EXTRAIT:
Paraphé le 1er mars à Alger et signé à Bamako en 2015, l’Accord de paix  et intervenu entre le Gouvernement et les groupes armés maliens connaît, de nos jours, d’importantes difficultés dans son application. En effet, sa mise en œuvre est entravée par des considérations juridiques et politiques redoutables. Les dispositions législatives  prises dans le cadre de son application ne sont pas acceptées par l’opposition politique. Laquelle, pour inconstitutionnalité, les a attaquées devant la Cour constitutionnelle. Il y a impasse dans le processus de paix et de réconciliation issu d´Alger. Et devant cette impasse, rappelons-le, seul le Droit est capable de restaurer la paix.

carte mali azawad

La problématique dans l’affaire

Il s’agit de savoir si le Gouvernement du Mali, détenteur de l’initiative des lois (au même titre que les députés d´ailleurs!), peut régulièrement utiliser cette compétence pour modifier la forme constitutionnelle de l’Etat. Le contentieux constitutionnel est gros et existe du fait de la volonté  gouvernementale d’instituer les autorités intérimaires dans les régions du nord-Mali. Cette institution transformera la gestion politique et administrative du pays et concerne, dès lors, tous les citoyens maliens. Car  c’est bien la forme de l’Etat unitaire décentralisé du Mali qui est visée dans cette réforme. Or, en droit, cette perspective politique est du seul ressort du peuple souverain. Réalité juridique évidente dont l’ignorance délibérée par le Gouvernement constitue l´objet de la présente mise au point.

CONSIGNES:
• 1. Dites si chacune des affirmations suivantes concorde avec l'extrait, en répondant par oui ou par non et en citant mot pour mot le passage décisif. (a) L'Accord de paix a été paraphé à Alger et signé à Bamako. (b) L'opposition politique a attaqué les dispositions législatives devant la Cour suprême. (c) Seuls les députés détiennent l'initiative des lois.
• 2. Reprenez le passage de l'extrait allant de « carte mali azawad » jusqu'à « mise au point. » inclus, en remplaçant « autorités intérimaires » par « administrations provisoires ».
La liste qui suit provient d'une autre source.

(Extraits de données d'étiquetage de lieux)
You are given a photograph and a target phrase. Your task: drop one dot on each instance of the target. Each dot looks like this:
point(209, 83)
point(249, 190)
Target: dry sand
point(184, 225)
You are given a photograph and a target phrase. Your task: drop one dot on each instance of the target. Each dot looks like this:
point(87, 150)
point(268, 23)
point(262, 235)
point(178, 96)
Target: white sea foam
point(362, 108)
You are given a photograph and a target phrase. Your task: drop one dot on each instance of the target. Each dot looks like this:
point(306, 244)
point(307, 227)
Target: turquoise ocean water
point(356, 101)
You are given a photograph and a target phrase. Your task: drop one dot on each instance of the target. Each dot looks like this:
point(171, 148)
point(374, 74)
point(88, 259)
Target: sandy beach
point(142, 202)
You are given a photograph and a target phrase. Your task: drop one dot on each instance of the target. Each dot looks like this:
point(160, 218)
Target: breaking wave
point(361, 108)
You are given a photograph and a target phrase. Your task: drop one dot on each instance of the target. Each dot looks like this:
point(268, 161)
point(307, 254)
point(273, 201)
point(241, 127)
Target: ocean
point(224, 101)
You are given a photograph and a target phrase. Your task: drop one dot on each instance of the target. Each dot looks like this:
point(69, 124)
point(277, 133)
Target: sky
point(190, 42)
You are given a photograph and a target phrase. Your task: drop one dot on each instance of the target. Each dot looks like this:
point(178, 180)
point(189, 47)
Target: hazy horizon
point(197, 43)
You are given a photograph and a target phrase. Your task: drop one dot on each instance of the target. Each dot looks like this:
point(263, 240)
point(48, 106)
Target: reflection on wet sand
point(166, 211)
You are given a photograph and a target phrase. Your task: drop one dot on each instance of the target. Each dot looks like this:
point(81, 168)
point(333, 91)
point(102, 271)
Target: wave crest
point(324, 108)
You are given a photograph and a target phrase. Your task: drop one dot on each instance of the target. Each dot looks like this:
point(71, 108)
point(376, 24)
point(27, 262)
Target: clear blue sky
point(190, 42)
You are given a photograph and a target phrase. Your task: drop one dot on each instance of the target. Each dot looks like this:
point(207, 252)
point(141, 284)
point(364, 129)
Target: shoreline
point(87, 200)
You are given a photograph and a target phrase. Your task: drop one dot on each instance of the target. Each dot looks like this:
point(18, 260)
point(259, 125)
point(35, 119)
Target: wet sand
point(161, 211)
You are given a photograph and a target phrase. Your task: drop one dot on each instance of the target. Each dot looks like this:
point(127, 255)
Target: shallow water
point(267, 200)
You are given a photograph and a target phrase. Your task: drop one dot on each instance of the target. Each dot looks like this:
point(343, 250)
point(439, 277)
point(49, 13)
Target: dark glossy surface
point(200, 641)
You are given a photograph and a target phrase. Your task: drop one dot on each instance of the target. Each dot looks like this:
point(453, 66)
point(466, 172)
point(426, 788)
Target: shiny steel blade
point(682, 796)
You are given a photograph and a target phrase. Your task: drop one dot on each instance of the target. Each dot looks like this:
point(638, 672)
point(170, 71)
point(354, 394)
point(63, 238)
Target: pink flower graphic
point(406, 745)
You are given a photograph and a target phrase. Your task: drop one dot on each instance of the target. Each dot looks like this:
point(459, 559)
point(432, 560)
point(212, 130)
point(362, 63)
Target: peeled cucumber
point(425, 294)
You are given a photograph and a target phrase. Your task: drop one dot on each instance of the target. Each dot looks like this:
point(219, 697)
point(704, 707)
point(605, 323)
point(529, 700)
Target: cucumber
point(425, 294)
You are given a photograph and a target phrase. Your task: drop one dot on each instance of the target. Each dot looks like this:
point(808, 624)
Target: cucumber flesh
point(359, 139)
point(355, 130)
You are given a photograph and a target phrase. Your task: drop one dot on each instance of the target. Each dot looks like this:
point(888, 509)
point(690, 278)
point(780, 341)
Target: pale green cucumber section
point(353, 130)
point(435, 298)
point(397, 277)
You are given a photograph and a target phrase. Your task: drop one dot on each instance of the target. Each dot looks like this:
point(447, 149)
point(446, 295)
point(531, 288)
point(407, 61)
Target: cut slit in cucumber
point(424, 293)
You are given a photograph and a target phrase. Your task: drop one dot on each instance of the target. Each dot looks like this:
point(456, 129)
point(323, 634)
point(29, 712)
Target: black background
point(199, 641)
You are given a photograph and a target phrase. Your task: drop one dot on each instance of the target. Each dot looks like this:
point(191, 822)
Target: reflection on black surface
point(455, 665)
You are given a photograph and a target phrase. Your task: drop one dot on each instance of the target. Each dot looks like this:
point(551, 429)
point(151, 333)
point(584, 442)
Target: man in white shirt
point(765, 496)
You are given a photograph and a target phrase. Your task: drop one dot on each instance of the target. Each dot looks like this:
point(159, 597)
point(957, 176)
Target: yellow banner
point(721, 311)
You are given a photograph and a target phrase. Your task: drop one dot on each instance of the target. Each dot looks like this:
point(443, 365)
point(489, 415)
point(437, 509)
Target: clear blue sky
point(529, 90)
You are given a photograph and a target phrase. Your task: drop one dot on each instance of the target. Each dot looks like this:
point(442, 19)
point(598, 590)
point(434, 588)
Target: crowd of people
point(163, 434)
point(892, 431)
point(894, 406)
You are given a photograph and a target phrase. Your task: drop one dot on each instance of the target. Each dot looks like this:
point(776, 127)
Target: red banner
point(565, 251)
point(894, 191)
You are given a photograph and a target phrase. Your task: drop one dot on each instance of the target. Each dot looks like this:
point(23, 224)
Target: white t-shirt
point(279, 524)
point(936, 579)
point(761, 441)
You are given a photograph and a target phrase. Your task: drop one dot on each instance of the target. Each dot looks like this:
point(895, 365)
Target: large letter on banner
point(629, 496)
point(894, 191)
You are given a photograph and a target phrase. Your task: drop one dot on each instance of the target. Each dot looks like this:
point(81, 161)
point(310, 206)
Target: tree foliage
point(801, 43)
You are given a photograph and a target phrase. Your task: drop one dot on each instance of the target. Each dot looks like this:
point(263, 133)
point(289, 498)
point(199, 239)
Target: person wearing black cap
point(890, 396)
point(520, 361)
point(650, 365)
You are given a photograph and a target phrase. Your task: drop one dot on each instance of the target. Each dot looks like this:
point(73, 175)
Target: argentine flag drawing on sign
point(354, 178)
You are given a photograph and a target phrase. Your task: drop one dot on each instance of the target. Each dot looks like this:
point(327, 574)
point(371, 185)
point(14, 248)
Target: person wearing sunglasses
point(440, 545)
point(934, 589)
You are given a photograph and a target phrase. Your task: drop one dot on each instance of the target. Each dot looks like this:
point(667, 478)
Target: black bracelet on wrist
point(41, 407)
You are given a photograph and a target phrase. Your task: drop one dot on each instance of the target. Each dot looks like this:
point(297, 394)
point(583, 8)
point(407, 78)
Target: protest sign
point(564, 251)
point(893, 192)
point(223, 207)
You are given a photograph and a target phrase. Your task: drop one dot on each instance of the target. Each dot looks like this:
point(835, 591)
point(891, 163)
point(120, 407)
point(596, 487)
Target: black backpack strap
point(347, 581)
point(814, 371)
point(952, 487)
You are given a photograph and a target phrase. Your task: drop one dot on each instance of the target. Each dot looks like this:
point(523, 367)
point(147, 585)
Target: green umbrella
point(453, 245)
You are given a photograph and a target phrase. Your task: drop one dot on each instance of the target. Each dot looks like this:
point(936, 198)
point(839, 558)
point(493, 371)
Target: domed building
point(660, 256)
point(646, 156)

RÉPONSES FINALES:
• 1.
(a) Oui : « Paraphé le 1er mars à Alger et signé à Bamako en 2015 ».
(b) Non : « les a attaquées devant la Cour constitutionnelle ».
(c) Non : « détenteur de l’initiative des lois (au même titre que les députés d´ailleurs!) ».

• 2.
carte mali azawad

La problématique dans l’affaire

Il s’agit de savoir si le Gouvernement du Mali, détenteur de l’initiative des lois (au même titre que les députés d´ailleurs!), peut régulièrement utiliser cette compétence pour modifier la forme constitutionnelle de l’Etat. Le contentieux constitutionnel est gros et existe du fait de la volonté  gouvernementale d’instituer les administrations provisoires dans les régions du nord-Mali. Cette institution transformera la gestion politique et administrative du pays et concerne, dès lors, tous les citoyens maliens. Car  c’est bien la forme de l’Etat unitaire décentralisé du Mali qui est visée dans cette réforme. Or, en droit, cette perspective politique est du seul ressort du peuple souverain. Réalité juridique évidente dont l’ignorance délibérée par le Gouvernement constitue l´objet de la présente mise au point.